Good management of these factors would tend to even out any differences due to organic matter. When yields were measured at a number of points within individual paddocks (Figures 3 and 4), a stronger but still variable effect of carbon could be seen. The within-paddock results were also confounded by the fact that the sample points were affected to varying extent by previous soil erosion. Nevertheless, in 4 out of 5 cases, higher carbon was associated with higher yield.

Chart of Poppy Straw Yield
Figure 1. Association between poppy straw yield and soil organic carbon in sodosols in 2001/2 (Cotching et al. unpublished data). Each point comes from a separate paddock.

Chart of Poppy Straw Yield
Figure 2. Association between poppy straw yield and soil organic carbon in ferrosols in 2001/2. Each point comes from a separate paddock.
(Cotching et al. unpublished data).

Chart of onion and carrot yields.
Figure 3. Association between carrot and onion yields and soil organic carbon in ferrosols in 2000/01 (Cotching et al. 2002). Each point with the same symbol represents a sampling point within the same paddock.

Chart of effective yields for poppy and pyrethrum.
Figure 4. Association between poppy and pyrethrum active ingredient yields and soil organic carbon in ferrosols in 2000/01. Each point with the same symbol represents a sampling point within the same paddock.
──────
DIRECTION 1 |
Name every crop whose yield the figure captions in the passage on soil carbon and crop yields mention.
DIRECTION 2 |
Carry the passage on soil carbon and crop yields forward from the end of the Figure 4 caption.

DATA LINES |
──────
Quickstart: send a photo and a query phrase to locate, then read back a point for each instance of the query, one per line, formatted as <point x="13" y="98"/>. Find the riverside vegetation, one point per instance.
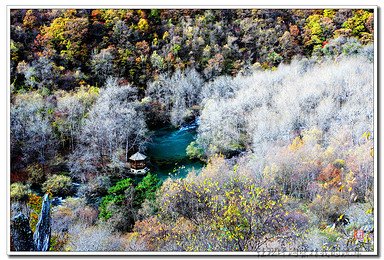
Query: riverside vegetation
──────
TASK ANSWER 1 |
Poppy, carrot, onion and pyrethrum.

TASK ANSWER 2 |
(Cotching et al. 2002).

Long-term changes in soil carbon

If all of the major factors affecting soil carbon are kept the same, it follows that soil carbon will reach a characteristic equilibrium over the long term (Figure 5). At that equilibrium, additions of carbon through plant production will be balanced by losses due to decomposition of humus. Such an equilibrium will be upset if one of the influencing factors changes. For example, changing from a pasture system to cropping usually means less carbon is being produced and so less carbon is returned to the soil. The soil carbon level drops (Figure 6) until the equilibrium for the new rotation is reached. Unfortunately the data in Figure 2 are not sufficiently long term to show the new equilibrium. This can take 50-100 years, although most of the change usually happens in the first 10-20 years.

In practice, the almost constant readjustment by farmers of their crop rotations means that equilibria are hardly ever reached before the cropping system changes. On top of this, weather conditions can be drier or wetter than average for extended periods (e.g. 5-10 years), and this variation also prevents soils from reaching a steady state.
Chart of percent organic Carbon over time.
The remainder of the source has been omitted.